*** DATASET ENTRIES ***

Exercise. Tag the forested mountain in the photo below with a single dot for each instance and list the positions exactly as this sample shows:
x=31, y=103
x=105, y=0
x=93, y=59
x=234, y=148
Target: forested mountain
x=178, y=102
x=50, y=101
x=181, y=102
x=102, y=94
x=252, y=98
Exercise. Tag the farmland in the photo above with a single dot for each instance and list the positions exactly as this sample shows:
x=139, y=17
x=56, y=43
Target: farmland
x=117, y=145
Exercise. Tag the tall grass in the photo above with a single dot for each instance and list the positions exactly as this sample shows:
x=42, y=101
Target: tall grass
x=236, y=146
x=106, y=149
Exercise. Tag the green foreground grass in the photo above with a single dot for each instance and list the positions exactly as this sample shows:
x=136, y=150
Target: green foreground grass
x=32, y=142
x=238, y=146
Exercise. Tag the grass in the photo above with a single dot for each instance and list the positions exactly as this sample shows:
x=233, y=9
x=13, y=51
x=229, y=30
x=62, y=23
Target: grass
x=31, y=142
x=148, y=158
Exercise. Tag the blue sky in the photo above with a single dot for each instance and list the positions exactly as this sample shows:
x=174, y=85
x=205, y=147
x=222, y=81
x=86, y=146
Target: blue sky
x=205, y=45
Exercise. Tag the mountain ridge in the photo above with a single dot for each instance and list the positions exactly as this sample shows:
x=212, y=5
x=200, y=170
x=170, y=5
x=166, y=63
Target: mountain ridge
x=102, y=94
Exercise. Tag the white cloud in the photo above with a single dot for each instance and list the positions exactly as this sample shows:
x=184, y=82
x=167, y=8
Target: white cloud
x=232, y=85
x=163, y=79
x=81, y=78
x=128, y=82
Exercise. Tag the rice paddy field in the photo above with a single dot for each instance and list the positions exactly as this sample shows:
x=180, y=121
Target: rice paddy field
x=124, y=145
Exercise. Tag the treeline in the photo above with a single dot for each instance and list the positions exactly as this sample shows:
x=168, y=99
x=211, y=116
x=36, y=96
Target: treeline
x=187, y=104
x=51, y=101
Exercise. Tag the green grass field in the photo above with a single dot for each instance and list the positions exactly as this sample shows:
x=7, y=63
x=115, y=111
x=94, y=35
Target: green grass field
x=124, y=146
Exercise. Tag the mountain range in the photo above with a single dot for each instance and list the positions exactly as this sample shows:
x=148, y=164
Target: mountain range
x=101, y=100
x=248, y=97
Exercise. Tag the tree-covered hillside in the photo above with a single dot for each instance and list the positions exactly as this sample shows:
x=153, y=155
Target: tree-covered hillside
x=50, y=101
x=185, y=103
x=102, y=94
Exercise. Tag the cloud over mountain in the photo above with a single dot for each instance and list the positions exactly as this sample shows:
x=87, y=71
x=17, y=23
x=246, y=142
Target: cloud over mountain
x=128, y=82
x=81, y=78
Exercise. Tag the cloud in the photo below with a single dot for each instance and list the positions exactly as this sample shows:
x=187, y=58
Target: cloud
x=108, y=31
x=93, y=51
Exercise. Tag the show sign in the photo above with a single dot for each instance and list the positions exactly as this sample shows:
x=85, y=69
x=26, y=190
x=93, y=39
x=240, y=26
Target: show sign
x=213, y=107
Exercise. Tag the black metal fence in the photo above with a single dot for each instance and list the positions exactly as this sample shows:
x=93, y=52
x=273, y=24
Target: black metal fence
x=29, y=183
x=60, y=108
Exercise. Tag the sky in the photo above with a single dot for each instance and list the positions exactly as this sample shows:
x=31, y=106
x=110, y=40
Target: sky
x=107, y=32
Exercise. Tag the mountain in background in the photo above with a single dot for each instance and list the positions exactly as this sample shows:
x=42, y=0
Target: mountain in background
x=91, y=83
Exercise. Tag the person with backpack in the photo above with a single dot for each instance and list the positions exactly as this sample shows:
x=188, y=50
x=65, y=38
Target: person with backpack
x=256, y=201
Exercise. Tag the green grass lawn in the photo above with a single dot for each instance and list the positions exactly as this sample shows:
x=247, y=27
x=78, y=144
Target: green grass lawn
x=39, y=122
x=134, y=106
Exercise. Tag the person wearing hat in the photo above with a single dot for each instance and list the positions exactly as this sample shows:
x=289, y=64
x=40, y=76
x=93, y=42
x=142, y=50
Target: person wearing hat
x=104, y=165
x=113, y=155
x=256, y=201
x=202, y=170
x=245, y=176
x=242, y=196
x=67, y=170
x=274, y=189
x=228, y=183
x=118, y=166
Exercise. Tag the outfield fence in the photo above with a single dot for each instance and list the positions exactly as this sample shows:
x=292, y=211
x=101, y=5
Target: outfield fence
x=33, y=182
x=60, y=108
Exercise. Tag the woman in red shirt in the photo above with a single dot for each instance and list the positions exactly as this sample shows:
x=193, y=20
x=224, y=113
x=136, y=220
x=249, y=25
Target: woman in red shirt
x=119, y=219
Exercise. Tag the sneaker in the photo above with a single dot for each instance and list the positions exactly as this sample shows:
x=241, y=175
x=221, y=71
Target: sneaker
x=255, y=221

*** End of DATASET ENTRIES ***

* _EXERCISE BRIEF_:
Only a number is needed here: the count of lines above that hold the string "below".

* _SOLUTION_:
2